**OBJECTIVE:**
Produce a verbatim transcription of the records below, beginning at the line containing "of the out-of-focus" and ending at the final line; include only those lines.

╭─ DATASET RECORDS

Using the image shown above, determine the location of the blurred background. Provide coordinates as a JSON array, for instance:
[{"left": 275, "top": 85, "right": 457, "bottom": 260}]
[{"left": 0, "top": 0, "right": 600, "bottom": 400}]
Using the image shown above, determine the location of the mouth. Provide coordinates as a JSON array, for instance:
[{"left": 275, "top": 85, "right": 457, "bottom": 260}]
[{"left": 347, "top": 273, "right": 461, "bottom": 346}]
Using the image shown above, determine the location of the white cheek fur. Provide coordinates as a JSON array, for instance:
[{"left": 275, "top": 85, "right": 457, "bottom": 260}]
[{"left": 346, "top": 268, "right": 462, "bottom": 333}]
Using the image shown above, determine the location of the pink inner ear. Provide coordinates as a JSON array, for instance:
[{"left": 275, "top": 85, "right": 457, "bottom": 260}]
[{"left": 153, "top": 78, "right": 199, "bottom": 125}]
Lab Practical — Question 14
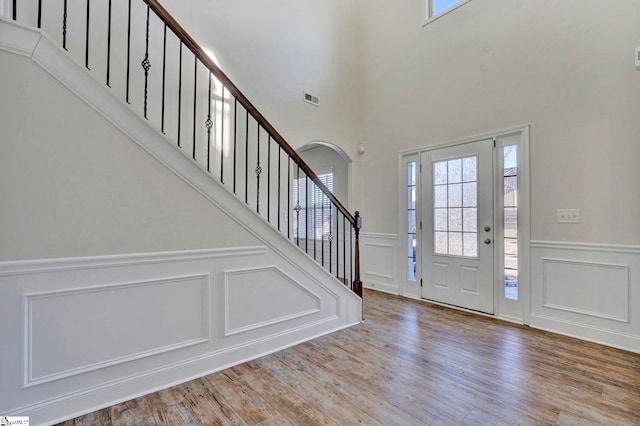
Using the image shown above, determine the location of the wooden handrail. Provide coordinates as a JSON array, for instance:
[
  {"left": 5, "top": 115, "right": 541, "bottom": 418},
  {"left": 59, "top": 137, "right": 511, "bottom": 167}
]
[{"left": 143, "top": 0, "right": 356, "bottom": 227}]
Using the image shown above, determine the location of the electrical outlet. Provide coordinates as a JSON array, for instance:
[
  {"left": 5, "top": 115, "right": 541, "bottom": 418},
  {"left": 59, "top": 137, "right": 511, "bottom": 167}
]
[{"left": 558, "top": 209, "right": 580, "bottom": 223}]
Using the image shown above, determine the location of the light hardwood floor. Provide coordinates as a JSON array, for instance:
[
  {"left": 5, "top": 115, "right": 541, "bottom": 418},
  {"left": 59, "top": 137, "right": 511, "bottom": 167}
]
[{"left": 57, "top": 291, "right": 640, "bottom": 426}]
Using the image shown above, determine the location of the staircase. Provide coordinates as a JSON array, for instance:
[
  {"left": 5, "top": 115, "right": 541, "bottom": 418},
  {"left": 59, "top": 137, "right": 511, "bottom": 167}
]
[{"left": 0, "top": 0, "right": 362, "bottom": 424}]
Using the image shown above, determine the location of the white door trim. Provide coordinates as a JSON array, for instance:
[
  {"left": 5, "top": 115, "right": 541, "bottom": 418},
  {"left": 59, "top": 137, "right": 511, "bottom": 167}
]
[{"left": 397, "top": 124, "right": 531, "bottom": 324}]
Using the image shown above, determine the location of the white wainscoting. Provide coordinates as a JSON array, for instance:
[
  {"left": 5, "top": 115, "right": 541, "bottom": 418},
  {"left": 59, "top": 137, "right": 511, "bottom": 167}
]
[
  {"left": 360, "top": 232, "right": 401, "bottom": 294},
  {"left": 530, "top": 241, "right": 640, "bottom": 352},
  {"left": 0, "top": 246, "right": 361, "bottom": 424}
]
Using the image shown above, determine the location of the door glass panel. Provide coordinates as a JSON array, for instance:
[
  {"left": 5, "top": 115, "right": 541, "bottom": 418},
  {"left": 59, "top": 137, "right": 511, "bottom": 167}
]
[
  {"left": 433, "top": 209, "right": 449, "bottom": 232},
  {"left": 462, "top": 209, "right": 478, "bottom": 231},
  {"left": 462, "top": 232, "right": 478, "bottom": 257},
  {"left": 449, "top": 232, "right": 462, "bottom": 256},
  {"left": 433, "top": 186, "right": 448, "bottom": 207},
  {"left": 433, "top": 161, "right": 447, "bottom": 185},
  {"left": 434, "top": 231, "right": 449, "bottom": 254},
  {"left": 447, "top": 159, "right": 462, "bottom": 183},
  {"left": 462, "top": 182, "right": 478, "bottom": 207},
  {"left": 432, "top": 156, "right": 478, "bottom": 257},
  {"left": 449, "top": 209, "right": 462, "bottom": 232},
  {"left": 447, "top": 183, "right": 462, "bottom": 207},
  {"left": 503, "top": 145, "right": 518, "bottom": 300}
]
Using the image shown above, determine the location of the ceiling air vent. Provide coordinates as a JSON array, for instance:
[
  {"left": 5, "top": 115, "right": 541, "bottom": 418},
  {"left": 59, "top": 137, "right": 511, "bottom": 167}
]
[{"left": 304, "top": 92, "right": 320, "bottom": 106}]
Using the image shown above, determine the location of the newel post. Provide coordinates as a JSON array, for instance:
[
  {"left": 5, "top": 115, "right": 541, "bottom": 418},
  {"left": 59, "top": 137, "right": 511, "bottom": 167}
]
[{"left": 353, "top": 212, "right": 362, "bottom": 297}]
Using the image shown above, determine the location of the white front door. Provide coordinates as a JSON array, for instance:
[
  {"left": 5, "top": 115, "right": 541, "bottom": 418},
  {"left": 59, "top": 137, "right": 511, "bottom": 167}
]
[{"left": 421, "top": 139, "right": 495, "bottom": 314}]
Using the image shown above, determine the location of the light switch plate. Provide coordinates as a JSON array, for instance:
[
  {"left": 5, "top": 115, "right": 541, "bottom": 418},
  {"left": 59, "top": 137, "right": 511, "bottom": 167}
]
[{"left": 558, "top": 209, "right": 580, "bottom": 223}]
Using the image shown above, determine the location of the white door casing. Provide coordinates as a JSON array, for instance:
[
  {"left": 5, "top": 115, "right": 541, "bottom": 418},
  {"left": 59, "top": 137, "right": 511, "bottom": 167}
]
[{"left": 420, "top": 138, "right": 495, "bottom": 314}]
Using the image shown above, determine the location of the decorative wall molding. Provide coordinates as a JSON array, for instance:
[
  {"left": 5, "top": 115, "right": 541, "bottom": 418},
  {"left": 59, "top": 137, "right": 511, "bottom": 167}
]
[
  {"left": 360, "top": 233, "right": 400, "bottom": 294},
  {"left": 529, "top": 241, "right": 640, "bottom": 353},
  {"left": 0, "top": 246, "right": 267, "bottom": 277},
  {"left": 224, "top": 266, "right": 322, "bottom": 336},
  {"left": 530, "top": 240, "right": 640, "bottom": 255},
  {"left": 22, "top": 273, "right": 211, "bottom": 388},
  {"left": 0, "top": 247, "right": 362, "bottom": 424},
  {"left": 542, "top": 258, "right": 629, "bottom": 322}
]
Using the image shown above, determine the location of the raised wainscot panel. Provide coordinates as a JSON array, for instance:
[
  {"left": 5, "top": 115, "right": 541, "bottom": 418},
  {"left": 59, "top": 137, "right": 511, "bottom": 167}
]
[
  {"left": 360, "top": 233, "right": 400, "bottom": 294},
  {"left": 23, "top": 274, "right": 210, "bottom": 387},
  {"left": 543, "top": 259, "right": 629, "bottom": 322},
  {"left": 529, "top": 241, "right": 640, "bottom": 353},
  {"left": 224, "top": 267, "right": 321, "bottom": 336}
]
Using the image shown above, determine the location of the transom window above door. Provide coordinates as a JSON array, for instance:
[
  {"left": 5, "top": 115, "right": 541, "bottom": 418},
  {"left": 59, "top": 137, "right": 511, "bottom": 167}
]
[{"left": 425, "top": 0, "right": 471, "bottom": 23}]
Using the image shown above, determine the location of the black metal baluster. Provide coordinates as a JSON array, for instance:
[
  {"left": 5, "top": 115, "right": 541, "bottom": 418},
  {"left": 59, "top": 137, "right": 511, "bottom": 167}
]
[
  {"left": 267, "top": 135, "right": 271, "bottom": 223},
  {"left": 311, "top": 182, "right": 319, "bottom": 260},
  {"left": 233, "top": 97, "right": 238, "bottom": 195},
  {"left": 335, "top": 206, "right": 340, "bottom": 279},
  {"left": 296, "top": 165, "right": 302, "bottom": 247},
  {"left": 204, "top": 70, "right": 213, "bottom": 173},
  {"left": 304, "top": 175, "right": 309, "bottom": 254},
  {"left": 256, "top": 123, "right": 262, "bottom": 214},
  {"left": 342, "top": 213, "right": 347, "bottom": 282},
  {"left": 349, "top": 221, "right": 353, "bottom": 285},
  {"left": 278, "top": 144, "right": 282, "bottom": 231},
  {"left": 193, "top": 54, "right": 198, "bottom": 160},
  {"left": 320, "top": 197, "right": 327, "bottom": 268},
  {"left": 126, "top": 0, "right": 131, "bottom": 103},
  {"left": 84, "top": 0, "right": 91, "bottom": 70},
  {"left": 244, "top": 110, "right": 249, "bottom": 204},
  {"left": 160, "top": 22, "right": 167, "bottom": 134},
  {"left": 178, "top": 40, "right": 183, "bottom": 148},
  {"left": 62, "top": 0, "right": 68, "bottom": 50},
  {"left": 287, "top": 155, "right": 291, "bottom": 238},
  {"left": 220, "top": 86, "right": 225, "bottom": 183},
  {"left": 140, "top": 4, "right": 151, "bottom": 120},
  {"left": 106, "top": 0, "right": 111, "bottom": 87},
  {"left": 328, "top": 204, "right": 338, "bottom": 273}
]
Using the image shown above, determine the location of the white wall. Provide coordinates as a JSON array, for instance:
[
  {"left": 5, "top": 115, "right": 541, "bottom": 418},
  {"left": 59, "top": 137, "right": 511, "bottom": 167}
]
[
  {"left": 355, "top": 0, "right": 640, "bottom": 351},
  {"left": 162, "top": 0, "right": 358, "bottom": 158},
  {"left": 0, "top": 47, "right": 257, "bottom": 260},
  {"left": 358, "top": 0, "right": 640, "bottom": 244},
  {"left": 0, "top": 20, "right": 362, "bottom": 424}
]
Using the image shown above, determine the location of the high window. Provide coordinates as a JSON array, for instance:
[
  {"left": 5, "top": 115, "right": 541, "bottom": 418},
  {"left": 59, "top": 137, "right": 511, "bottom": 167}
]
[
  {"left": 406, "top": 161, "right": 417, "bottom": 281},
  {"left": 502, "top": 145, "right": 518, "bottom": 300},
  {"left": 292, "top": 171, "right": 333, "bottom": 240},
  {"left": 425, "top": 0, "right": 471, "bottom": 21}
]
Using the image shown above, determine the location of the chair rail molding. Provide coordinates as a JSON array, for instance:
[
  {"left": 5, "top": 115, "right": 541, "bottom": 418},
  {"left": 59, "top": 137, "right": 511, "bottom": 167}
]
[{"left": 530, "top": 241, "right": 640, "bottom": 353}]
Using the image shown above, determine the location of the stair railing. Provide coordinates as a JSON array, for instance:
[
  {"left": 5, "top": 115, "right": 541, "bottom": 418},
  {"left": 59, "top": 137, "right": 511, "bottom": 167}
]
[{"left": 9, "top": 0, "right": 362, "bottom": 296}]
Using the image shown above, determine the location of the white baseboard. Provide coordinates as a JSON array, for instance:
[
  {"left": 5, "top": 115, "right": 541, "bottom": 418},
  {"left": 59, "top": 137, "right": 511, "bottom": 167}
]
[
  {"left": 529, "top": 241, "right": 640, "bottom": 352},
  {"left": 0, "top": 247, "right": 361, "bottom": 424}
]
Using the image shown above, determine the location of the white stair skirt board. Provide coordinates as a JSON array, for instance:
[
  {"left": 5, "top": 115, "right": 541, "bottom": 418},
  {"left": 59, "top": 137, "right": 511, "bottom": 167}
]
[{"left": 0, "top": 19, "right": 362, "bottom": 424}]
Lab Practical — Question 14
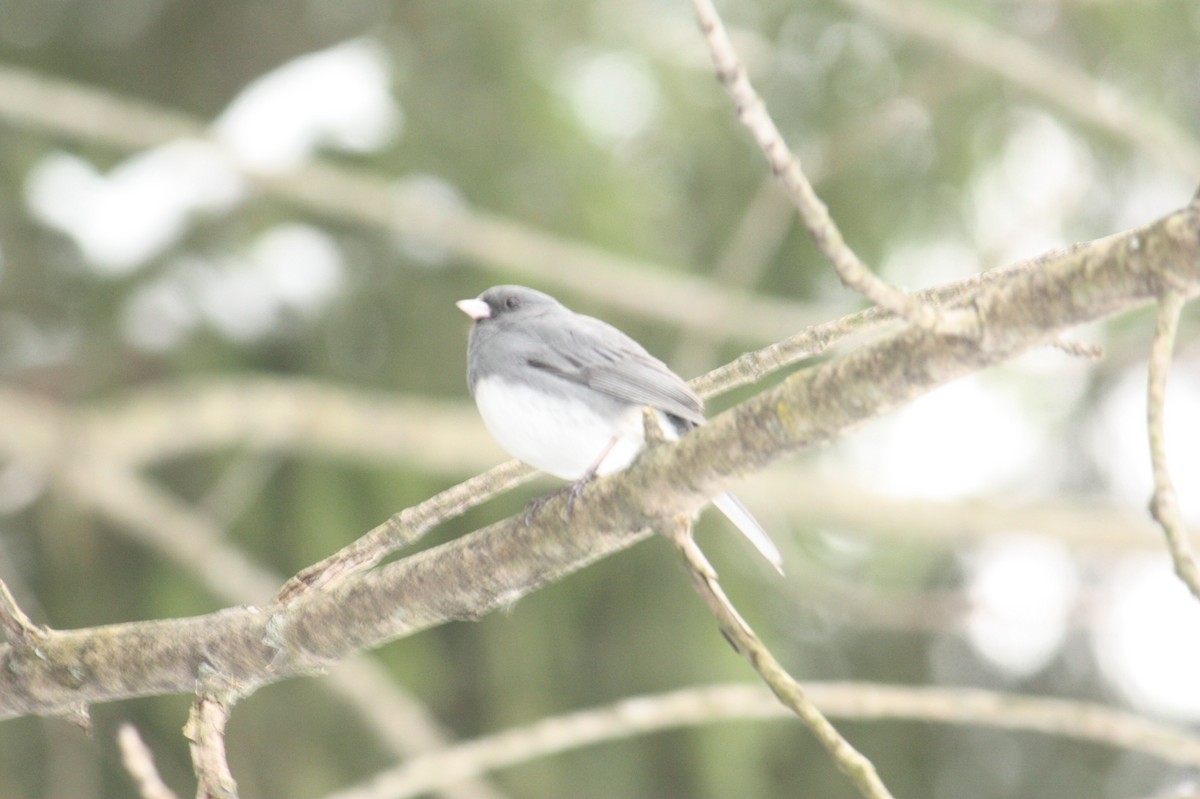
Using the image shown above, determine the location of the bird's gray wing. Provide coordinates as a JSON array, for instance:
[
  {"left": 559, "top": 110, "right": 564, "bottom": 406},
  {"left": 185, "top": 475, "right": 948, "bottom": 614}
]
[{"left": 527, "top": 311, "right": 704, "bottom": 425}]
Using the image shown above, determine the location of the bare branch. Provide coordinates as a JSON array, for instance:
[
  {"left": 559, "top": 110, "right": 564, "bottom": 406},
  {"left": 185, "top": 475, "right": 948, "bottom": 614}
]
[
  {"left": 0, "top": 204, "right": 1200, "bottom": 719},
  {"left": 184, "top": 691, "right": 238, "bottom": 799},
  {"left": 116, "top": 723, "right": 179, "bottom": 799},
  {"left": 0, "top": 66, "right": 815, "bottom": 341},
  {"left": 1146, "top": 289, "right": 1200, "bottom": 599},
  {"left": 671, "top": 519, "right": 892, "bottom": 799},
  {"left": 842, "top": 0, "right": 1200, "bottom": 175},
  {"left": 692, "top": 0, "right": 943, "bottom": 330},
  {"left": 325, "top": 683, "right": 1200, "bottom": 799},
  {"left": 277, "top": 453, "right": 536, "bottom": 602},
  {"left": 0, "top": 579, "right": 49, "bottom": 653}
]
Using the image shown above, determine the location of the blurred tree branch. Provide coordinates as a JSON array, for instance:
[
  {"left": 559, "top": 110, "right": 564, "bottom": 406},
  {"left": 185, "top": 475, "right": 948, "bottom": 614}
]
[
  {"left": 0, "top": 66, "right": 821, "bottom": 342},
  {"left": 326, "top": 683, "right": 1200, "bottom": 799},
  {"left": 841, "top": 0, "right": 1200, "bottom": 175},
  {"left": 0, "top": 195, "right": 1200, "bottom": 717}
]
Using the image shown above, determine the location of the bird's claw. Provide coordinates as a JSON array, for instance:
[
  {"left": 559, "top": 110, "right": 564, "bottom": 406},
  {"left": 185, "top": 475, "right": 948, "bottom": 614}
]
[{"left": 524, "top": 473, "right": 595, "bottom": 527}]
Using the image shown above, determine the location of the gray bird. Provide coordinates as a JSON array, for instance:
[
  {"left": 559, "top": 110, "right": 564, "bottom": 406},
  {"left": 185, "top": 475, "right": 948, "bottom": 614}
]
[{"left": 457, "top": 286, "right": 784, "bottom": 573}]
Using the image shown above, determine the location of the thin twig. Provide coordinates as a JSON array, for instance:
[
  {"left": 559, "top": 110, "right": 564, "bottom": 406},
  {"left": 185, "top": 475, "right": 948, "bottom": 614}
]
[
  {"left": 277, "top": 453, "right": 538, "bottom": 602},
  {"left": 116, "top": 723, "right": 179, "bottom": 799},
  {"left": 841, "top": 0, "right": 1200, "bottom": 175},
  {"left": 0, "top": 579, "right": 49, "bottom": 651},
  {"left": 692, "top": 0, "right": 944, "bottom": 330},
  {"left": 184, "top": 691, "right": 238, "bottom": 799},
  {"left": 671, "top": 519, "right": 892, "bottom": 799},
  {"left": 325, "top": 683, "right": 1200, "bottom": 799},
  {"left": 1146, "top": 289, "right": 1200, "bottom": 599}
]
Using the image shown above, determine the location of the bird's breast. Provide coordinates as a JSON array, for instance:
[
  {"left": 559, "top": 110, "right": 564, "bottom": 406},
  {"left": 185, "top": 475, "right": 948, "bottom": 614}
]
[{"left": 475, "top": 376, "right": 672, "bottom": 480}]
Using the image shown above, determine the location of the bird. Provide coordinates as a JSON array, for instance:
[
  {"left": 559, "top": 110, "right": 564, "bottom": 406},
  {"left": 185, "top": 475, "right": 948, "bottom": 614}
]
[{"left": 456, "top": 286, "right": 784, "bottom": 573}]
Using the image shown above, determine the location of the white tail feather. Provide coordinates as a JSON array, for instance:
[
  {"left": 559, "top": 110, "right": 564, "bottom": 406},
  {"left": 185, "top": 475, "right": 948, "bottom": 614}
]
[{"left": 713, "top": 493, "right": 784, "bottom": 575}]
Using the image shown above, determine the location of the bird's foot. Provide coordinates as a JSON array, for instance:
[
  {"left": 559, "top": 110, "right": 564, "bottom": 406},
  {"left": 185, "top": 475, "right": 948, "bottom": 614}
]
[{"left": 524, "top": 471, "right": 595, "bottom": 527}]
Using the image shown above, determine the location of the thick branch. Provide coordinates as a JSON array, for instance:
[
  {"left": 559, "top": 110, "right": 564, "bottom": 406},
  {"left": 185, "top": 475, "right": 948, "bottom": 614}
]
[{"left": 0, "top": 205, "right": 1200, "bottom": 719}]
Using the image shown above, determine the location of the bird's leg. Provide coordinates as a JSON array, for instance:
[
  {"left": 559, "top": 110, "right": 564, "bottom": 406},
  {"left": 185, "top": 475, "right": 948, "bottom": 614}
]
[{"left": 526, "top": 435, "right": 618, "bottom": 524}]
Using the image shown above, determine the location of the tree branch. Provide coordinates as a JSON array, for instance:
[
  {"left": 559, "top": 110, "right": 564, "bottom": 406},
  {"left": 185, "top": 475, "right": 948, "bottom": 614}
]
[
  {"left": 692, "top": 0, "right": 943, "bottom": 329},
  {"left": 1146, "top": 289, "right": 1200, "bottom": 599},
  {"left": 0, "top": 197, "right": 1200, "bottom": 719},
  {"left": 671, "top": 519, "right": 892, "bottom": 799},
  {"left": 325, "top": 683, "right": 1200, "bottom": 799}
]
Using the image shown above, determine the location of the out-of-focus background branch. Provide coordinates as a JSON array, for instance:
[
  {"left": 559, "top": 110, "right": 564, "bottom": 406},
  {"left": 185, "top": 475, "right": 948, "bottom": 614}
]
[{"left": 0, "top": 0, "right": 1200, "bottom": 799}]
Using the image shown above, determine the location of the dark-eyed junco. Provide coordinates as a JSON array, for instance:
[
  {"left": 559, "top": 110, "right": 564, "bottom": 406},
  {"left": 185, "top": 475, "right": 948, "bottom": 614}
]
[{"left": 457, "top": 286, "right": 782, "bottom": 572}]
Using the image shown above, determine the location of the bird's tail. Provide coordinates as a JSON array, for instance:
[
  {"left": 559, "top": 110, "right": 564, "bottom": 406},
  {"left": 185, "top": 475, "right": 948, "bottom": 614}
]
[{"left": 713, "top": 493, "right": 784, "bottom": 575}]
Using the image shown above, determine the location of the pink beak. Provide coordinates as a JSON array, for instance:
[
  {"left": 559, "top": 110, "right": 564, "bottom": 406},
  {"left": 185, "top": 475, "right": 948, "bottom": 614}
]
[{"left": 455, "top": 299, "right": 492, "bottom": 322}]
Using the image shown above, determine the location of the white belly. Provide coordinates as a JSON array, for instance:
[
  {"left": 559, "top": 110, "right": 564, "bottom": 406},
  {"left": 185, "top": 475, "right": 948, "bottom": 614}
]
[{"left": 475, "top": 377, "right": 668, "bottom": 480}]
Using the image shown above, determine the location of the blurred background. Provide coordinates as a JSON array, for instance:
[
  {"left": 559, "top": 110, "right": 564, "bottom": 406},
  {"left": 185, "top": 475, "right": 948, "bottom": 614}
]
[{"left": 0, "top": 0, "right": 1200, "bottom": 799}]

╰─

**ANSWER TO THE EXERCISE:**
Using the image shown above, determine the location of the out-of-focus background branch. Provide coordinates as a JSON array, for instance:
[
  {"left": 559, "top": 110, "right": 564, "bottom": 406},
  {"left": 185, "top": 475, "right": 948, "bottom": 614}
]
[{"left": 0, "top": 0, "right": 1200, "bottom": 799}]
Using the image shown above, determine the location of the dark-eyed junco. Provide coordinates as a JSON array, for instance:
[
  {"left": 559, "top": 110, "right": 564, "bottom": 406},
  {"left": 185, "top": 475, "right": 948, "bottom": 614}
]
[{"left": 457, "top": 286, "right": 782, "bottom": 572}]
Using the image shown above, determine the location of the bird's tail. Provide coordinates as a JSON array, for instance:
[
  {"left": 559, "top": 110, "right": 564, "bottom": 406},
  {"left": 185, "top": 475, "right": 948, "bottom": 614}
]
[{"left": 713, "top": 493, "right": 784, "bottom": 575}]
Using the image shown above, determine the location of the pink beak. Provide coordinates as a JSON array, for instance:
[
  {"left": 559, "top": 110, "right": 564, "bottom": 406},
  {"left": 185, "top": 475, "right": 948, "bottom": 614}
]
[{"left": 455, "top": 299, "right": 492, "bottom": 322}]
Using the image shown above, determine the location of the white belly. Provide coordinates as a JSON array, for instance:
[
  {"left": 559, "top": 110, "right": 564, "bottom": 406},
  {"left": 185, "top": 475, "right": 948, "bottom": 614}
]
[{"left": 475, "top": 377, "right": 668, "bottom": 480}]
Using the image shown above, determine the location of the blurred background. Provide coordinates as a JSON array, for instance:
[
  {"left": 559, "top": 110, "right": 564, "bottom": 406},
  {"left": 185, "top": 475, "right": 948, "bottom": 614}
]
[{"left": 0, "top": 0, "right": 1200, "bottom": 799}]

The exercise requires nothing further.